- [Prompt A]: In the Ashley Madison article, what slogan does the website use?
- [Prompt B]: Extend the Ashley Madison article, picking up after its final sentence.

- [Extract]:
++++++++

Lessons From Ashley Madison
Many things in our society lead to teaching moments and the recent Ashley Madison website hacking scandal poses one of those moments.
Unless you are totally unconnected, you have probably heard about the Ashley Madison website hacking, but for those who do not know; Ashley Madison (www.ashleymadison.com) is a website that allows, or used to allow, its members to select partners for explicit extra-marital affairs. Its claim to fame was being “the most famous name in infidelity” whose slogan is, “Life is short. Have an affair.” Recently the website was hacked and the personal information on the accounts of up to 37 million users was released to the ‘dark’ recesses of the internet.
This hack is one of the largest data breaches of its kind and the fallout is tremendous. According to the AP the societal fall out has led to extortion, divorces, ruined lives, lost jobs, and even suicides. In a twist of irony lawyers are already lining up to sue on behalf of the victims (cheaters), with two law firms already filing a $578 million dollar lawsuit on behalf of the cheaters! In addition, the media coverage has been astronomical.

++++++++

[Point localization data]
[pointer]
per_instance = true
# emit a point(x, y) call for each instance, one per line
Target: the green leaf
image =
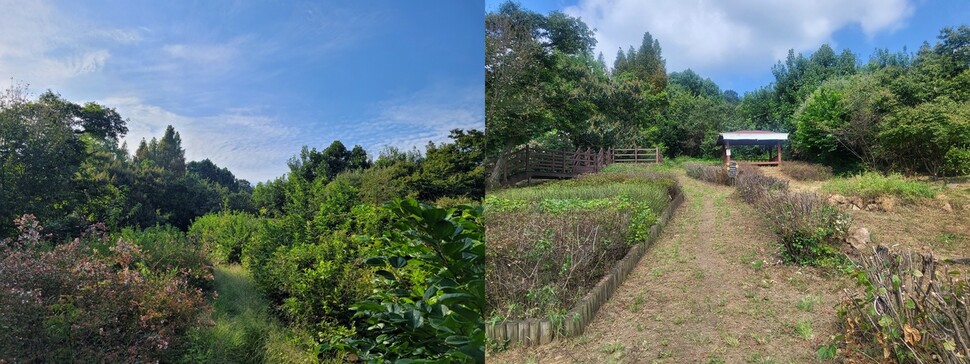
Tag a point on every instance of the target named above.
point(397, 262)
point(386, 274)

++++++++

- [Answer A]: "Life is short. Have an affair."

- [Answer B]:
According to the AP the world is caught somewhere between fascination and repulsion with the Ashley Madison scandal. Whatever your take on Ashley Madison, whether it be repulsion, fascination, or just plain indifference, one thing is for certain, it got the world’s attention.
Let me let you in on another dirty little secret, one much worse than Ashley Madison. In fact it’s really not a secret at all but is treated like one by our society, namely our medical establishment. It too, like the Ashley Madison hacking, has damaged careers, ruined lives, caused divorces and driven individuals to suicide. But, where Ashley Madison stops, this one continues and has caused an untold number of direct deaths and disabilities.
This dirty secret is Fluoroquinolone toxicity.
Fluoroquinolone toxicity hides in plain sight. It has the ability to immediately devastate an individual or put in place the mechanism to create problems later on in life. It masquerades as other chronic health problem that often is not connected with the drug by both the doctor and the patient. It is assumed safe but is actually a wolf in sheep’s clothing.
The FDA does a poor job of tracking adverse drug events and admittedly only captures about one to ten percent of the actual number of adverse events. Given that, the Fluoroquinolones have caused between 2,107,050 and 21,070,500 adverse events between Nov. 1, 1997 and Feb. 3, 2001. This does not even include the whole family of Fluoroquinolones, it just focuses on the top three prescribed; Levaquin, Cipro and Avelox.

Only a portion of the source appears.